* _PROBLEM DETAILS_
Would you reproduce every one of the records below word for word, leaving out the pictures?

Entries from a collection
---

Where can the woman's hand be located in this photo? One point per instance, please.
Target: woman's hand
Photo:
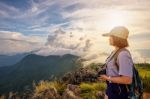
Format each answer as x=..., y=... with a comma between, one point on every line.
x=103, y=77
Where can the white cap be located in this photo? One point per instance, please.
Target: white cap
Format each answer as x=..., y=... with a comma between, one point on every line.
x=119, y=31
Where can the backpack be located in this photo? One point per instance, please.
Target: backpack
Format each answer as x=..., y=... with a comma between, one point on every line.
x=135, y=89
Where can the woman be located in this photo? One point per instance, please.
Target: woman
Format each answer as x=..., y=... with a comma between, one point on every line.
x=117, y=79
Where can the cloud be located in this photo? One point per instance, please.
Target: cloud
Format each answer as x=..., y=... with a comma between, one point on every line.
x=73, y=26
x=14, y=42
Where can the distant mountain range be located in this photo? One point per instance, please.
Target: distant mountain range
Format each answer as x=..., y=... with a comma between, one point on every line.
x=33, y=67
x=7, y=60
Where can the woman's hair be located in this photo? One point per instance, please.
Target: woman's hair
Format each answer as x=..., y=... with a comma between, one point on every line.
x=119, y=42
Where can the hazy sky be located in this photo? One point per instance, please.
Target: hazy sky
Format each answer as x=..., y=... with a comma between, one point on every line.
x=73, y=26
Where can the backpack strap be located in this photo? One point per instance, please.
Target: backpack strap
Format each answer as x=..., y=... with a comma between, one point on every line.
x=116, y=57
x=117, y=65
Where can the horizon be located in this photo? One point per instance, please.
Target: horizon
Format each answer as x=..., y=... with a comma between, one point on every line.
x=48, y=27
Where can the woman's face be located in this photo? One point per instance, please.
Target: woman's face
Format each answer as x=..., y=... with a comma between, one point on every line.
x=110, y=40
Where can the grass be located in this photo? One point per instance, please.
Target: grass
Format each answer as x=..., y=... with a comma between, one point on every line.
x=45, y=85
x=89, y=90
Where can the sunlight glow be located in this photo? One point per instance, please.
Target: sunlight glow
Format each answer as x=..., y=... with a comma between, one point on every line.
x=116, y=18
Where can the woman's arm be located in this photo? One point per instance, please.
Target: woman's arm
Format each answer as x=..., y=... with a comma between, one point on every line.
x=119, y=79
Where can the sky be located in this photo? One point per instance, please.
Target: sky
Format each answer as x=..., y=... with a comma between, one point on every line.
x=73, y=26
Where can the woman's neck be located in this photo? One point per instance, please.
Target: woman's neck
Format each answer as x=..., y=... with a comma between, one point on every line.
x=116, y=48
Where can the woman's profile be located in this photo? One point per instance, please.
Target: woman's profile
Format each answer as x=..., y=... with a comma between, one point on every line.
x=117, y=79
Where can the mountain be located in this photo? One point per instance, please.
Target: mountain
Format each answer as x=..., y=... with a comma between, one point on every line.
x=35, y=68
x=7, y=60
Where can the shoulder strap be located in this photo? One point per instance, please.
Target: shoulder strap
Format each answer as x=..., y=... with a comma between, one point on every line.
x=116, y=57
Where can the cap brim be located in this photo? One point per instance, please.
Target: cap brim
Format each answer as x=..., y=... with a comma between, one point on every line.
x=106, y=34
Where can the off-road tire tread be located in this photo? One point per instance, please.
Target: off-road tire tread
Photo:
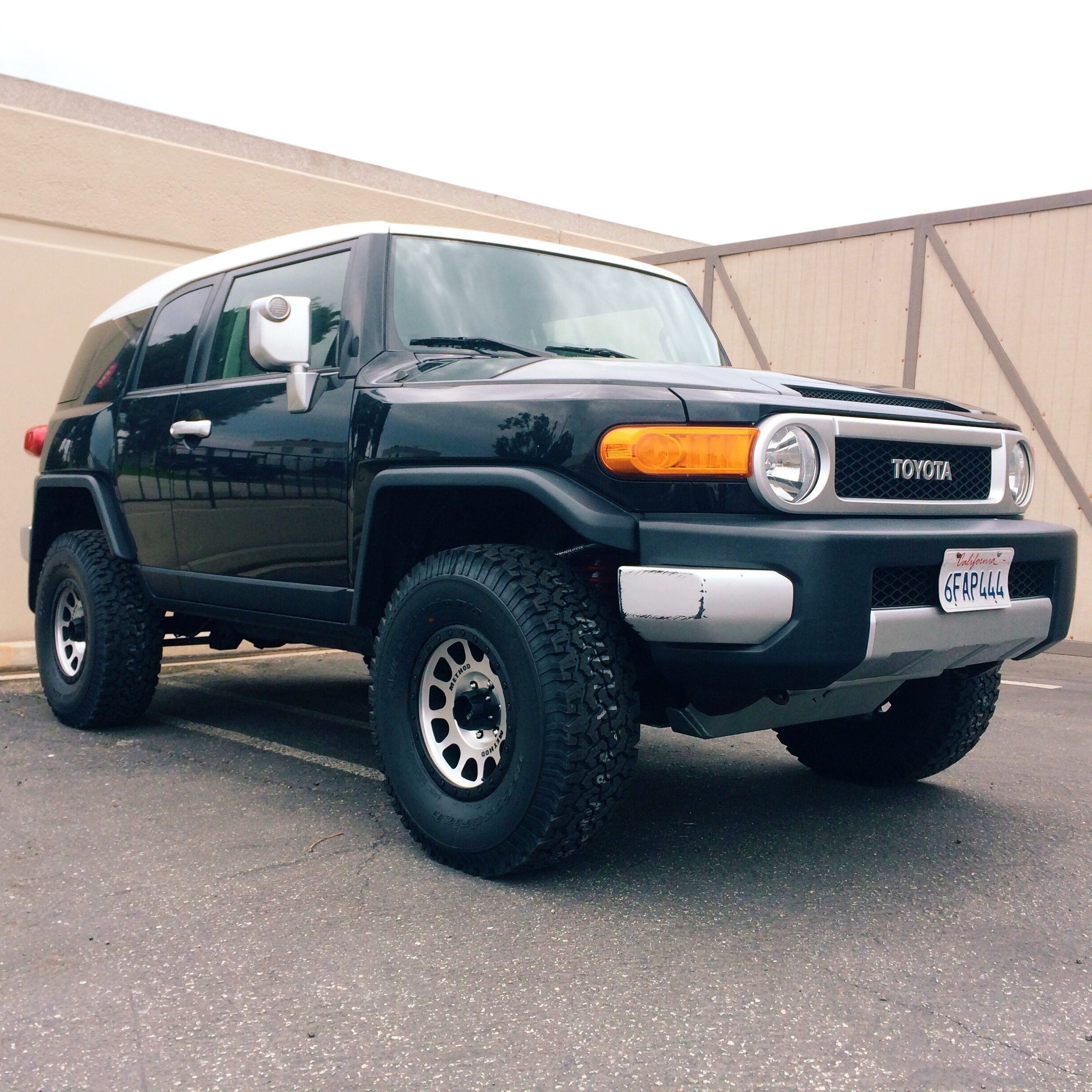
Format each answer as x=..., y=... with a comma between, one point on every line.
x=589, y=693
x=861, y=753
x=129, y=634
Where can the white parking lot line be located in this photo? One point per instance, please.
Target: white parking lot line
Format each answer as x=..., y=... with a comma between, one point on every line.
x=259, y=744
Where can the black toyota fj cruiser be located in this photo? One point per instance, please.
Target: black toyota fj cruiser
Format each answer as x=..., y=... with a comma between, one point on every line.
x=523, y=483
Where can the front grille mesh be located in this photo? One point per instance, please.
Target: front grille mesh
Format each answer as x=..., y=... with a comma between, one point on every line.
x=1028, y=580
x=918, y=586
x=907, y=586
x=863, y=469
x=881, y=400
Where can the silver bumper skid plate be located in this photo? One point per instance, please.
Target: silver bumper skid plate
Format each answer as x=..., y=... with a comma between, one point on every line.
x=747, y=606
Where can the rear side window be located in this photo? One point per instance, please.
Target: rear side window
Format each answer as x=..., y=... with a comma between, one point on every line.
x=169, y=347
x=321, y=279
x=102, y=366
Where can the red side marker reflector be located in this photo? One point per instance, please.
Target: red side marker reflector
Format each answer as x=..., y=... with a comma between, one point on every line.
x=34, y=440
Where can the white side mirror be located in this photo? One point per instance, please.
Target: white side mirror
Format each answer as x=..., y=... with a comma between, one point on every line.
x=281, y=341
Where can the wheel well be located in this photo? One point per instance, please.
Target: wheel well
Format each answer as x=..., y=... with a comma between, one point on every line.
x=410, y=523
x=57, y=511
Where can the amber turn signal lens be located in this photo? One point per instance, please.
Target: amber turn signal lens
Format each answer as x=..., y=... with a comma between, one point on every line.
x=678, y=451
x=33, y=440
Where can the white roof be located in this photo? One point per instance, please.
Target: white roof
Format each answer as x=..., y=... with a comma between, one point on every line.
x=150, y=294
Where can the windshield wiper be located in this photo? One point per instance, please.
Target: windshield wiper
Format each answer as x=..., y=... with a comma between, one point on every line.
x=586, y=351
x=476, y=344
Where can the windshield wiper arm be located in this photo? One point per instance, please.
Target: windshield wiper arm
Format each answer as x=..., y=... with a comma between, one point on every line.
x=476, y=344
x=586, y=351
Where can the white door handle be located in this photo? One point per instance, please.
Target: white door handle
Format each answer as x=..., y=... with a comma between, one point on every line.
x=199, y=428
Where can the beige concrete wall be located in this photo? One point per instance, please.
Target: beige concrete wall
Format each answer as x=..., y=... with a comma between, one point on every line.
x=839, y=310
x=96, y=198
x=840, y=295
x=1032, y=277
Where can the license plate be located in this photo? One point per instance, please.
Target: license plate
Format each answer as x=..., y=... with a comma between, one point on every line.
x=976, y=579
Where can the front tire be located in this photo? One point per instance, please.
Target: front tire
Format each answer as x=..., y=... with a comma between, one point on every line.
x=929, y=725
x=504, y=709
x=99, y=638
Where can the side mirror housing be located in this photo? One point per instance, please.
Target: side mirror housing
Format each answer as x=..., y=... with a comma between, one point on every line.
x=281, y=341
x=281, y=332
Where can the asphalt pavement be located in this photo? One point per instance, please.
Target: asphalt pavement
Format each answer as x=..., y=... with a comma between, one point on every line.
x=222, y=898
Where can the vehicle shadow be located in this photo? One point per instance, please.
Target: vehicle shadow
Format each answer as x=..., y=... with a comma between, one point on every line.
x=710, y=824
x=705, y=824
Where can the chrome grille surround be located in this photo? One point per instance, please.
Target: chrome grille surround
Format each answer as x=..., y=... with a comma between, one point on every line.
x=826, y=430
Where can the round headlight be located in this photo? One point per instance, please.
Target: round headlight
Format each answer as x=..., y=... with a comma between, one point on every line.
x=791, y=463
x=1020, y=478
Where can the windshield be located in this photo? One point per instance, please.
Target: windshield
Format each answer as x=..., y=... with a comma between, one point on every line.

---

* _EXERCISE OUTPUT_
Where can the woman's hand be located in this photo? One point per instance, please.
Target: woman's hand
Photo:
Format each answer as x=..., y=... with a comma between, one point on every line.
x=103, y=77
Where can the white cap be located in this photo? One point per instance, please.
Target: white cap
Format each answer as x=..., y=... with a comma between, one point on every line.
x=119, y=31
Where can the backpack be located in this photo? One point per instance, please.
Target: backpack
Format each answer as x=..., y=... with a comma between, one point on every line.
x=135, y=89
Where can the woman be located in this photo? One point per instance, please.
Target: woman
Format each answer as x=..., y=... with a comma between, one point on every line.
x=117, y=79
Where can the cloud be located in this photo? One point per instance, please.
Target: cloud
Format each answer as x=..., y=... with a comma between, one point on every line.
x=73, y=26
x=14, y=42
Where can the distant mountain range be located in this photo? One point per instance, please.
Target: distant mountain range
Format each answer as x=..., y=... with a comma between, one point on every line.
x=33, y=67
x=7, y=60
Where can the woman's hair be located in this photo? One point per instance, please.
Target: woman's hair
Format each answer as x=..., y=... with a comma between, one point on every line.
x=119, y=42
Where can the hazy sky be located in this photo? One point per instance, please.
Target: hazy sky
Format each answer as x=..., y=... with a comma between, one point on every line.
x=73, y=26
Where can the backpack strap be located in this photo? One point per instance, please.
Target: backpack strap
Format each answer as x=..., y=... with a comma between, one point on every line.
x=116, y=57
x=117, y=65
Where can the horizon be located in this photo? One point per instance, please.
Target: horizon
Format each answer as x=..., y=... with a comma between, one point on every line.
x=48, y=27
Where can the woman's face be located in this photo? One point per instance, please.
Target: woman's face
Format each answer as x=..., y=... with a comma between, one point on every line.
x=110, y=40
Where can the grass be located in this photo? One point per instance, please.
Target: grass
Format each answer as x=..., y=... with a comma between, one point on every line.
x=45, y=85
x=89, y=90
Where can the sunlight glow be located in this photo? One point per instance, please.
Target: sunlight glow
Format each answer as x=..., y=... with a comma between, one point on every line.
x=116, y=18
Where can the woman's arm be located in this photo? One point per instance, please.
Target: woman's arm
Format each answer as x=..., y=... with a comma between, one point on every line.
x=119, y=79
Where can the sky be located in this photo? One point per instance, please.
Target: sky
Format each answer as x=..., y=... with a comma between, one point on every line.
x=73, y=26
Where can the woman's neck be located in this photo? One point per instance, please.
Target: woman's neck
Format each answer as x=..., y=... with a comma between, one point on every line.
x=116, y=48
Where can the woman's profile be located in this photo? One point per instance, please.
Target: woman's profile
Format each answer as x=..., y=... with a comma between, one point on every line.
x=117, y=79
Where can the mountain be located in this photo? One point per instance, please.
Target: mountain
Format each answer as x=..., y=... with a comma between, one point on every line.
x=35, y=68
x=7, y=60
Where can the shoulder strap be located in this photo? One point per instance, please.
Target: shoulder strap
Format each answer as x=..., y=... with a comma between, one point on every line.
x=116, y=57
Where can the cap brim be located in this photo? One point per instance, please.
Target: cap brim
Format each answer as x=..., y=... with a comma between, one point on every line.
x=106, y=34
Where can the off-road tire tread be located in this photo? One point per instance, please.
Target: off-road tire tread
Photo:
Format each answer as x=..., y=... with a comma between, one point on every line.
x=589, y=693
x=861, y=753
x=129, y=634
Where can the white parking lot line be located in this photo? One point per instance, please.
Target: white parking lot line
Format each answer as x=..., y=... with a comma between, one point on every line.
x=259, y=744
Where can the black toyota fj cruiser be located in this photo? One point per instance, please.
Target: black toyota fj cruiser
Format each answer as x=..., y=... with a comma between, one point on every line.
x=523, y=483
Where can the front grille mesh be located in this photo? One point per instance, please.
Target: front grille mesh
Format each answer as x=..., y=... with a comma between, one point on every line.
x=1028, y=580
x=918, y=586
x=907, y=586
x=863, y=469
x=881, y=400
Where can the silver bumper skid plate be located in this photo? One point per instance, please.
Target: silver bumper skid plate
Format each answer as x=..., y=... with a comma between, one point on every line.
x=747, y=606
Where can the rear side window be located in this photo? One point per instance, please.
Target: rear side window
Format each answer as x=..., y=... with a comma between, one point on every line.
x=169, y=347
x=321, y=279
x=102, y=366
Where can the red side marker reflector be located in this photo? One point per instance, please.
Target: red side marker reflector
Format each answer as x=..., y=... with a comma between, one point on every line.
x=34, y=440
Where can the white side mirror be located in this photo? One point per instance, please.
Target: white side mirror
Format each answer as x=..., y=... with a comma between, one point on every line.
x=281, y=341
Where can the wheel well be located in this photo? One point per instance, please.
Target: wheel well
Format each answer as x=..., y=... with a comma between, one point on every line.
x=410, y=523
x=57, y=511
Where can the amber turn signal lens be located in this photo? One point per instance, please.
Target: amber turn signal lens
Format each answer as x=..., y=... with a comma between, one point on every line.
x=678, y=451
x=33, y=440
Where can the white roof be located in this photo? One point per instance, please.
Target: white roof
Format each answer as x=..., y=... with a comma between, one point on every line.
x=150, y=294
Where can the windshield wiper be located in this photo? One point per instance, please.
Target: windshield wiper
Format each answer as x=..., y=... with a comma between, one point on every line.
x=586, y=351
x=476, y=344
Where can the windshield wiper arm be located in this photo? One point per instance, please.
Target: windshield wiper arm
Format each answer as x=..., y=... with a comma between, one point on every line.
x=476, y=344
x=586, y=351
Where can the white door handle be located in this photo? One point per instance, please.
Target: white door handle
Format each answer as x=..., y=... with a comma between, one point on every line.
x=199, y=428
Where can the beige concrete wall be located in this photo? One point per instance, please.
Target: beige concrete wall
Format each answer as x=..., y=... with a comma between, one point on every line.
x=839, y=310
x=96, y=198
x=840, y=295
x=1032, y=277
Where can the license plate be located in this photo? One point per instance, please.
Target: license plate
Format each answer as x=..., y=... with a comma between, one point on every line.
x=976, y=579
Where can the front tire be located in this photo? One point per instance, please.
Target: front tire
Format each answer as x=..., y=... with a comma between, one point on every line.
x=929, y=725
x=504, y=709
x=99, y=638
Where can the side mirror housing be located in this photo? One point per instance, please.
Target: side mirror housing
Format each answer as x=..., y=... with a comma between, one point on every line.
x=281, y=341
x=281, y=332
Where can the asphalt pavement be located in this photo? One point per instance, please.
Target: asphalt pavement
Format each answer as x=..., y=... with a comma between, one point on every line.
x=222, y=898
Where can the vehicle shadow be located in this photo? One point per instance, please.
Target: vehicle shadow
Format each answer as x=..., y=... with a comma between, one point on every line.
x=710, y=824
x=705, y=824
Where can the chrome grille surround be located in this photo? One point per instance, please.
Target: chrome grille surround
Format each answer as x=..., y=... with a comma between, one point on every line.
x=826, y=430
Where can the round headlight be located in this photo? One point per instance, please.
Target: round headlight
Format each answer as x=..., y=... with a comma between, one point on every line.
x=791, y=463
x=1020, y=478
Where can the windshield be located in this photo? One point per instance, please.
Target: windshield
Format each answer as x=..., y=... with a comma between, one point on every line.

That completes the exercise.